_DIRECTIVE_
Gather every line in the items below that contains the word "spire", treating uppercase and lowercase letters as different.

_EXTRACTED DATA_

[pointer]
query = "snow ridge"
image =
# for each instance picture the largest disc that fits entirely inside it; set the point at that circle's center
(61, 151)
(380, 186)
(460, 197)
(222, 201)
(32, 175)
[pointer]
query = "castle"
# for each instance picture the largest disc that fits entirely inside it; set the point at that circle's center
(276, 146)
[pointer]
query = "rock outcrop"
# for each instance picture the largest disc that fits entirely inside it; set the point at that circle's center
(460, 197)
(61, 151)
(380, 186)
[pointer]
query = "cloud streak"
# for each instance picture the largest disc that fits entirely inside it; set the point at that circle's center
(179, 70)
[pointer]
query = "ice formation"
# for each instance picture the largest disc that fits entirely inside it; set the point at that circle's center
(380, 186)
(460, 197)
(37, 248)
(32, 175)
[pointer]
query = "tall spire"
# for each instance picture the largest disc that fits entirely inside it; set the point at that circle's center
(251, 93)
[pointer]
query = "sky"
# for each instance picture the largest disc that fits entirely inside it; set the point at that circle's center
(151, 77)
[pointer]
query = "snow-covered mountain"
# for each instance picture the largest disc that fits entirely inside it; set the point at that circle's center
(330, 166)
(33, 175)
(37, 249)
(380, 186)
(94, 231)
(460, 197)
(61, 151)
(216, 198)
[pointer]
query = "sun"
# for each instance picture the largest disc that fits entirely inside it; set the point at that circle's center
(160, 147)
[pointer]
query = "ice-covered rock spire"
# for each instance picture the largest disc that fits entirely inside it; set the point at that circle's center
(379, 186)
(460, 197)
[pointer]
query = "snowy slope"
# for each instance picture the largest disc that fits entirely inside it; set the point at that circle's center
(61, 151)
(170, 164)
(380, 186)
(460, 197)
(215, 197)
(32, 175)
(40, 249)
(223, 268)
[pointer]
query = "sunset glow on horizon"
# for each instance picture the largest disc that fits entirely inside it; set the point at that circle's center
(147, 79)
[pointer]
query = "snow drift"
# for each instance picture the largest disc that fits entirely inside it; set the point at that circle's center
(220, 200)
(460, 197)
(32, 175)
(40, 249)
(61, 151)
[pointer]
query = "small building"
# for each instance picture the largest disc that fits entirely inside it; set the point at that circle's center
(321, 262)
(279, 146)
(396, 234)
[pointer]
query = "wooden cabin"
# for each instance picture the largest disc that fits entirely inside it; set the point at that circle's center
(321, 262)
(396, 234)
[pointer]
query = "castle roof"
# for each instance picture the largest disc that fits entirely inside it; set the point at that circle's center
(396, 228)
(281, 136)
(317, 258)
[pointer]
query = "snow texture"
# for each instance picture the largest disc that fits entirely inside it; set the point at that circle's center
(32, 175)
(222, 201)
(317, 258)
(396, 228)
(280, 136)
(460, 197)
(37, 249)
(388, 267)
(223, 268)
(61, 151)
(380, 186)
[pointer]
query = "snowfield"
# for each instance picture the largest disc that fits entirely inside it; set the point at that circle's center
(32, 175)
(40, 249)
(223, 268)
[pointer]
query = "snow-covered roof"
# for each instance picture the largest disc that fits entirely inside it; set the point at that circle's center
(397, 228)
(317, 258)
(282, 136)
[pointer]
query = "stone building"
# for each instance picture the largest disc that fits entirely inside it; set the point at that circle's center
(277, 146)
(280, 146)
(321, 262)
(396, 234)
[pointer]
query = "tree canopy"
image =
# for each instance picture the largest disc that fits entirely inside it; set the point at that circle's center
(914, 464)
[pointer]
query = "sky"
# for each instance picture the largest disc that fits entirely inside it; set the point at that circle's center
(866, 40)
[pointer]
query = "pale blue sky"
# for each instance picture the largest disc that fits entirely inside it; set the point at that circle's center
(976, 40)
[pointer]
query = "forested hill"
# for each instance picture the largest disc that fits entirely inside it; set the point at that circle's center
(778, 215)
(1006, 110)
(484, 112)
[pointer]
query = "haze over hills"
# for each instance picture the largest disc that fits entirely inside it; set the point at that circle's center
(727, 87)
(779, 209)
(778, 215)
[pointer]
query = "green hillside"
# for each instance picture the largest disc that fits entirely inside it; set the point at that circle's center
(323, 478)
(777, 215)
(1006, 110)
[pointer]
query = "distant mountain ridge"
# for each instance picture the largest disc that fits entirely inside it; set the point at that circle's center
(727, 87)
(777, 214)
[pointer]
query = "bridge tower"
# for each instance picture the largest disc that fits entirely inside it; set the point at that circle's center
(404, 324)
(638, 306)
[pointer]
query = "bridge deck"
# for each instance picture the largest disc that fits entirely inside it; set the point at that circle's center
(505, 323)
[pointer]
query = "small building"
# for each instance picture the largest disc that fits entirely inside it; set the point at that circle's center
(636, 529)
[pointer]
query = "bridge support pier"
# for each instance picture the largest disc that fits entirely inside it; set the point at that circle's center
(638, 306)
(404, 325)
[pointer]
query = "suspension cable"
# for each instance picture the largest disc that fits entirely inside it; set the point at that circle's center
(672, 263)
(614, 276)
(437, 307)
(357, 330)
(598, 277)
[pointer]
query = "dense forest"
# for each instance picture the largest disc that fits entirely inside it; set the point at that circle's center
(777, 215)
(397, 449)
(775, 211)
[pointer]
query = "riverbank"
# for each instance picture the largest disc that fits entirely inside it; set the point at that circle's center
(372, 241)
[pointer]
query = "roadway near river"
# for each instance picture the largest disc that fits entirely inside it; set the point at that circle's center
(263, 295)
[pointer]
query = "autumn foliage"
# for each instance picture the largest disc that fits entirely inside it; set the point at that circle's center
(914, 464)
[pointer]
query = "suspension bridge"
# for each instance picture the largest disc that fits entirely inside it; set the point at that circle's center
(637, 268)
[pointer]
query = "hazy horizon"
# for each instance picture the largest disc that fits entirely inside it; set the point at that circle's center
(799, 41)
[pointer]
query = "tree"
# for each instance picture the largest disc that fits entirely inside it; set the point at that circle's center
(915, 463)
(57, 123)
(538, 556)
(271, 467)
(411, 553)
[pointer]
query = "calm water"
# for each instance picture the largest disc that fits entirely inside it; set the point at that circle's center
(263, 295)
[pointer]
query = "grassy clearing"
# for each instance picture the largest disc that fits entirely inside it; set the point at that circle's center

_CORRECT RESULT_
query = "tall spire"
query = "ice-covered rock spire"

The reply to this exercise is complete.